**Stated problem**
Find every line in the listing below that contains the string "following", matching case exactly, and copy each of those lines.

**Material for this task**
+ + + + +
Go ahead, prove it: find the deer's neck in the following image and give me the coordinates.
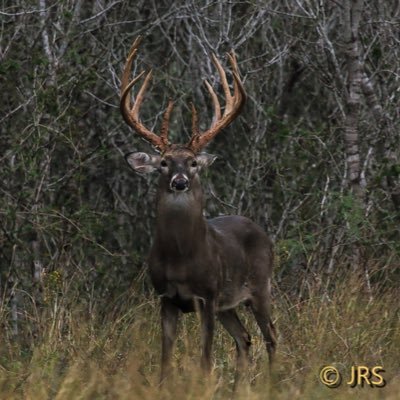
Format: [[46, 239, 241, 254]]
[[156, 181, 207, 256]]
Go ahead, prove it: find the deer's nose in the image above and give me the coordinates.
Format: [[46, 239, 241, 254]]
[[171, 174, 189, 192]]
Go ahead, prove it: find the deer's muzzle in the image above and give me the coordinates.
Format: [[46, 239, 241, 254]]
[[170, 174, 189, 192]]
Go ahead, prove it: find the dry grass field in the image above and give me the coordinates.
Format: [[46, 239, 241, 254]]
[[0, 268, 400, 400]]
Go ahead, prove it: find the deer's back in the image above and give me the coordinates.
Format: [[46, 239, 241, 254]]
[[208, 215, 273, 310]]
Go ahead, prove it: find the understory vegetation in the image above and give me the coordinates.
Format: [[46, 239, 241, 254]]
[[0, 275, 400, 400], [0, 0, 400, 400]]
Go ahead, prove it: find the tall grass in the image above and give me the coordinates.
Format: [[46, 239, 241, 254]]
[[0, 270, 400, 400]]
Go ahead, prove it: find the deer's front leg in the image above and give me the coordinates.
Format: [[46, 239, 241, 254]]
[[201, 299, 216, 373], [160, 297, 179, 382]]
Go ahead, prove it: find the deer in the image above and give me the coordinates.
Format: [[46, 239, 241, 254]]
[[120, 37, 276, 383]]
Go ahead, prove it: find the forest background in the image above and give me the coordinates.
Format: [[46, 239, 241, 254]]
[[0, 0, 400, 399]]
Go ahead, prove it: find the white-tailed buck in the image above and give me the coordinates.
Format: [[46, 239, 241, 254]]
[[121, 38, 276, 380]]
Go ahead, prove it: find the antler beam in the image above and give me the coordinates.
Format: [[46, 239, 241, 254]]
[[188, 52, 246, 153], [120, 36, 174, 152]]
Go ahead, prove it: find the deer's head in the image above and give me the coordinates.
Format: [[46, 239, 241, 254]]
[[120, 38, 246, 193]]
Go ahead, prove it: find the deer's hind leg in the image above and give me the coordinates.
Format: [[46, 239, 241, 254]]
[[250, 294, 276, 366], [217, 309, 251, 388]]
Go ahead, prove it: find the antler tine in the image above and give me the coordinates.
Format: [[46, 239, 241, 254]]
[[190, 103, 200, 136], [204, 81, 221, 130], [160, 99, 174, 147], [120, 36, 172, 151], [188, 51, 246, 153]]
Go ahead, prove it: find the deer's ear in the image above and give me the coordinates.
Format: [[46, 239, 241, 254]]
[[125, 152, 161, 174], [196, 153, 217, 168]]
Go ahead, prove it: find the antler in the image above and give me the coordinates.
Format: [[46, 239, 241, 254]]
[[188, 51, 246, 153], [120, 36, 174, 152]]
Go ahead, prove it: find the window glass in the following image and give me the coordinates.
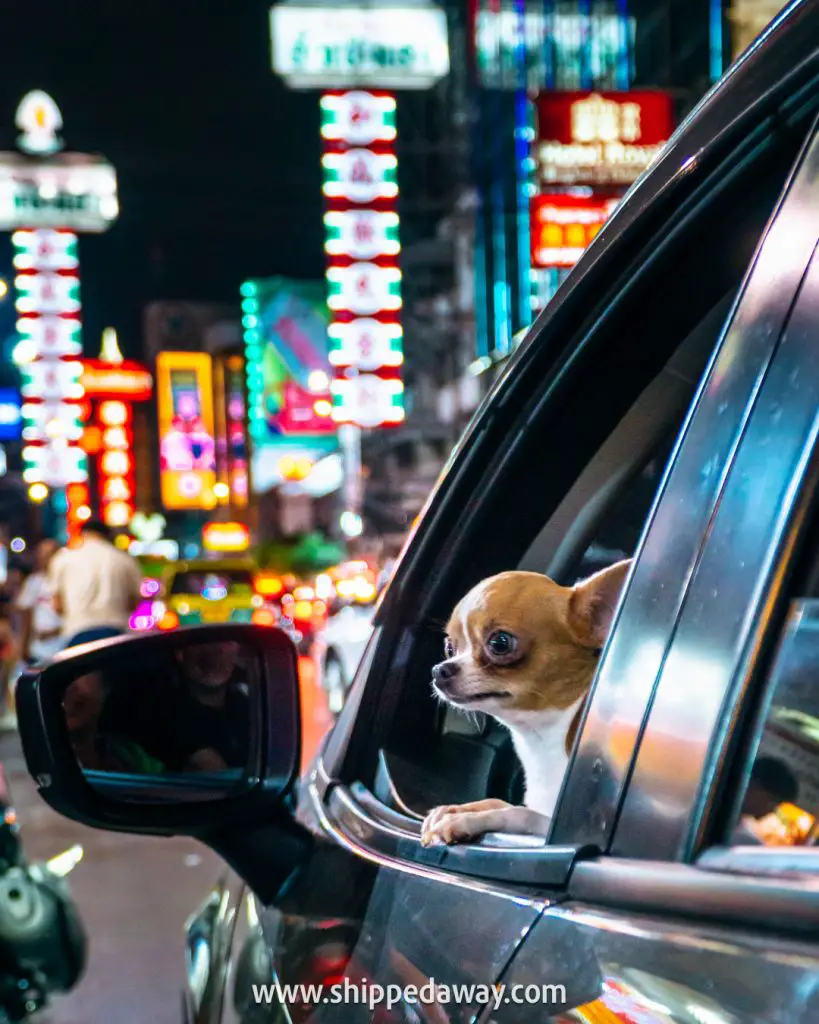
+ + + + +
**Completed exercise**
Go ahead, prove it: find the deer's neck in the following image and give me the coordinates.
Go ahead, prove it: find the window glass in the following image and give me the coordinates.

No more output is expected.